## [Data section]
** Begin **

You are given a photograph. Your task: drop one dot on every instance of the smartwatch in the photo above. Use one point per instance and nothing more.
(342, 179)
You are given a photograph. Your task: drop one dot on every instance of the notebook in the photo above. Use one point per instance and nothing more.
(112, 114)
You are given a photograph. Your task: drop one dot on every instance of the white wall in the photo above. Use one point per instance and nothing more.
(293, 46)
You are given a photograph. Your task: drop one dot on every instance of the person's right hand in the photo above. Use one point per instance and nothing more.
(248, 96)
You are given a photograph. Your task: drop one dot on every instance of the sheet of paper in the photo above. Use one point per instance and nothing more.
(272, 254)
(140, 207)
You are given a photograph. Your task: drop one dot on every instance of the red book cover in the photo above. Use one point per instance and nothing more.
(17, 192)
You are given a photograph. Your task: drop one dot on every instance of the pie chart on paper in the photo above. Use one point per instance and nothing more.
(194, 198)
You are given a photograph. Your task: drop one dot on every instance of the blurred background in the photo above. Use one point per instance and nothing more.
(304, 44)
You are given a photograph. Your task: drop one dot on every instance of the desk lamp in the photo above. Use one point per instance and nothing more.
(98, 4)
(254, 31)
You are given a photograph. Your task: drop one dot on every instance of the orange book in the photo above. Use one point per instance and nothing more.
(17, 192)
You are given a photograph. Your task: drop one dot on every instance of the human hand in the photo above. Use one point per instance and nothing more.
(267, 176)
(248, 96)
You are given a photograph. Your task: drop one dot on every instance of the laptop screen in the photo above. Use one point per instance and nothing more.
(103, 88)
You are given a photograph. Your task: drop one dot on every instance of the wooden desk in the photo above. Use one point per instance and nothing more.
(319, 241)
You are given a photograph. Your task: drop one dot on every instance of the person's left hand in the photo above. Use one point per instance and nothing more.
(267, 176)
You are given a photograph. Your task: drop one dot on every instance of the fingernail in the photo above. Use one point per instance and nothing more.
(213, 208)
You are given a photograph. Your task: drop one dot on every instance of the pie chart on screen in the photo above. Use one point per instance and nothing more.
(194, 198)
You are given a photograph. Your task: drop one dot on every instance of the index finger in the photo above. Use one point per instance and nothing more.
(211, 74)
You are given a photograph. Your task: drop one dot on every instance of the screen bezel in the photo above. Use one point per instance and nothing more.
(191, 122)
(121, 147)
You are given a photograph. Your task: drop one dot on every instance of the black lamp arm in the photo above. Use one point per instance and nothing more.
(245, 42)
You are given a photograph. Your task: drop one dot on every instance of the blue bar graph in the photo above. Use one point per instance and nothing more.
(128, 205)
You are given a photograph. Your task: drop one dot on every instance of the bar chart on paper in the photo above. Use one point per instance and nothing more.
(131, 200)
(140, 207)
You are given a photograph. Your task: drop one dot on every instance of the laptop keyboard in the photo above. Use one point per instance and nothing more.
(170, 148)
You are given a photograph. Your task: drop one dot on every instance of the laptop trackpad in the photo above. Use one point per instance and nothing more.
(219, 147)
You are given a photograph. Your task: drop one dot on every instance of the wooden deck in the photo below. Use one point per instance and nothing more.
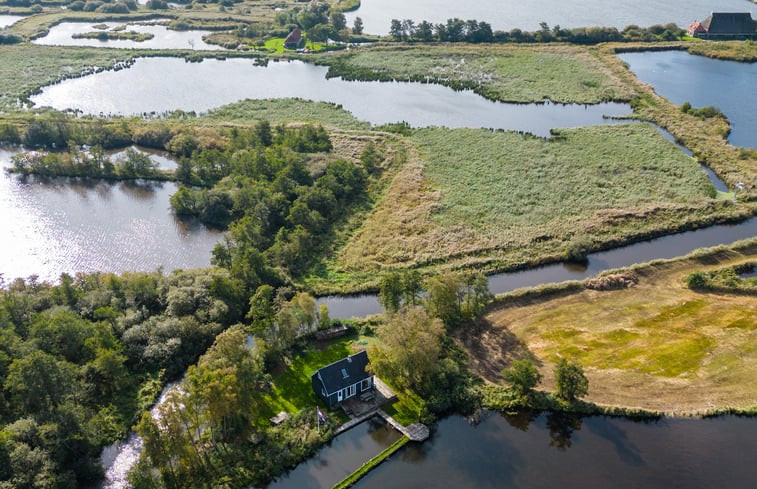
(416, 431)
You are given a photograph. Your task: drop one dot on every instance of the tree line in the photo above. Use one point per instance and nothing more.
(473, 31)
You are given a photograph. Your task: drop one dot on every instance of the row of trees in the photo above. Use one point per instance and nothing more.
(79, 361)
(457, 30)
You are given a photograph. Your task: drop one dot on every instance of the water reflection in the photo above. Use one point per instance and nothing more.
(166, 84)
(164, 38)
(681, 77)
(588, 452)
(53, 225)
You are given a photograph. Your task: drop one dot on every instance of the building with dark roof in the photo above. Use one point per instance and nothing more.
(343, 379)
(294, 39)
(726, 25)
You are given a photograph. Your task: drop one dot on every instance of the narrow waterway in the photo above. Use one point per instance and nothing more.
(165, 84)
(660, 248)
(682, 77)
(164, 38)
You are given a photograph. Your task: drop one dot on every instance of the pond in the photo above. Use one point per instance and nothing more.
(682, 77)
(60, 35)
(166, 84)
(664, 247)
(8, 20)
(508, 14)
(56, 225)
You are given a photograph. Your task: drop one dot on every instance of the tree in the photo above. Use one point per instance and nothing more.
(390, 292)
(408, 347)
(357, 26)
(523, 376)
(445, 297)
(570, 380)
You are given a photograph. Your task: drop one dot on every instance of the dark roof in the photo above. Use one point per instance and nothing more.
(294, 37)
(729, 23)
(344, 372)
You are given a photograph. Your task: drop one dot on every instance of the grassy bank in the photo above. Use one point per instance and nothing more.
(560, 73)
(656, 346)
(351, 479)
(499, 200)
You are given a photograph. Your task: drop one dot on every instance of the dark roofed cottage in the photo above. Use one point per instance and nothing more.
(727, 25)
(343, 379)
(294, 39)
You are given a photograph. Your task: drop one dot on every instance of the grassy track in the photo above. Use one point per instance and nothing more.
(565, 74)
(658, 345)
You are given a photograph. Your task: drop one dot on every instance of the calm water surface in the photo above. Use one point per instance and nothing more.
(508, 14)
(341, 457)
(165, 84)
(664, 247)
(681, 77)
(60, 35)
(551, 451)
(6, 20)
(55, 225)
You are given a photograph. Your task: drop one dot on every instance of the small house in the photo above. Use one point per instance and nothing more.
(727, 25)
(294, 40)
(695, 29)
(343, 379)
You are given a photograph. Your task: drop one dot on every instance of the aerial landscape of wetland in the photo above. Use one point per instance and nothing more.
(371, 243)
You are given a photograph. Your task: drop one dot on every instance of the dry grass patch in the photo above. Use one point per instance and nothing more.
(657, 345)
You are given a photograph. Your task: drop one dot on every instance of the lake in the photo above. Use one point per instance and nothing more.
(558, 450)
(56, 225)
(60, 35)
(166, 84)
(508, 14)
(681, 77)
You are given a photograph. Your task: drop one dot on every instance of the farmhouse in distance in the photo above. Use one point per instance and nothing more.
(724, 25)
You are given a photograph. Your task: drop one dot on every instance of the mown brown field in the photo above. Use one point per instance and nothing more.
(657, 345)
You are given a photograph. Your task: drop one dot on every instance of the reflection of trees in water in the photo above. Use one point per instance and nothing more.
(561, 427)
(521, 420)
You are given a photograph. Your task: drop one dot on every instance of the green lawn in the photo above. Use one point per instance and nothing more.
(292, 390)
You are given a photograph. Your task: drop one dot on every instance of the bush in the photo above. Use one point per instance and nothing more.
(570, 381)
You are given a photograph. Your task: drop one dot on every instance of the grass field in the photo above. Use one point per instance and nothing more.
(497, 200)
(506, 73)
(287, 110)
(656, 346)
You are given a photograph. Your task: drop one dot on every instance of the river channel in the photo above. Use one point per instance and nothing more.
(508, 14)
(166, 84)
(682, 77)
(557, 450)
(164, 38)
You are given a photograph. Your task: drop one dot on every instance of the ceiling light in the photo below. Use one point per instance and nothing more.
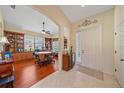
(82, 5)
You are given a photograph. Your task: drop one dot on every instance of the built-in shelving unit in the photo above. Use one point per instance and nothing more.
(16, 41)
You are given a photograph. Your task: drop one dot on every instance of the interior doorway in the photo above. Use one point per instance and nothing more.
(89, 47)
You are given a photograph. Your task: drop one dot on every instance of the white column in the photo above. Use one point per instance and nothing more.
(61, 47)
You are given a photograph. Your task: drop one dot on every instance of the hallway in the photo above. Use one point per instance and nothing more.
(75, 79)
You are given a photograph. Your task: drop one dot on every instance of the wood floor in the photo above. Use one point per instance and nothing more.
(28, 73)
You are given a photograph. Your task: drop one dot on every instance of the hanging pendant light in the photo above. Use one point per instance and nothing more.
(4, 40)
(43, 31)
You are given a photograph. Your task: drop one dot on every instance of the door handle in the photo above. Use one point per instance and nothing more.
(122, 59)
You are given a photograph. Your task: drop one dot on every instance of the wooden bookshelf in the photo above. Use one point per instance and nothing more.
(65, 43)
(48, 43)
(16, 41)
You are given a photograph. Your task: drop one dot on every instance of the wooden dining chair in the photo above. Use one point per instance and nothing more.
(6, 75)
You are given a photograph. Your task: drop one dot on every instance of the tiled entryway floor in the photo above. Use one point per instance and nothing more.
(76, 79)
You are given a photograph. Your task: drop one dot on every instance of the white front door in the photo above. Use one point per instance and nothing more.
(91, 47)
(119, 56)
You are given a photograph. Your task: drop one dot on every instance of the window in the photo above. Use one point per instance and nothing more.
(32, 43)
(28, 43)
(55, 46)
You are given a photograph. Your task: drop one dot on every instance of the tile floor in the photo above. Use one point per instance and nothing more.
(75, 79)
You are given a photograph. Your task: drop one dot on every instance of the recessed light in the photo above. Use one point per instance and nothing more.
(82, 5)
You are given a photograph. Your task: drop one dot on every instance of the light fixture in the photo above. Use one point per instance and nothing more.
(44, 31)
(82, 5)
(4, 40)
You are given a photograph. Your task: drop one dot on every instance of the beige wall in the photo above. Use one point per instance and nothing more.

** End **

## [Exercise brief]
Exactly reproduce the lines from the one containing "the white front" through the end of the records, and only those lines.

## [Written answer]
You are given a photograph. Your task: drop one dot on every instance of the white front door in the photo above. Use one point per instance and nothing more.
(91, 47)
(119, 56)
You are given a photograph. Your task: drop one dot on every instance of the window in the photo above. Use one point per instance and nothing more.
(32, 43)
(28, 43)
(55, 46)
You are given a photograph. Your task: drop one dot on every instance of the tile floor in the photo above. Use one point per instance and nothing more.
(75, 79)
You are given a photograph. Your task: drop one dot on every instance of the recessed light in the photo above. Use one point per instance and nothing more.
(82, 5)
You are given a photograph. Your task: drop one dot on every instance of the light fixture in the photo above. Use one point per instance and nothing more.
(44, 31)
(82, 5)
(4, 40)
You are given a photograph. Your task: drop one dot on every instance of the beige wall in the photo above. Use one point per instance and nothing more.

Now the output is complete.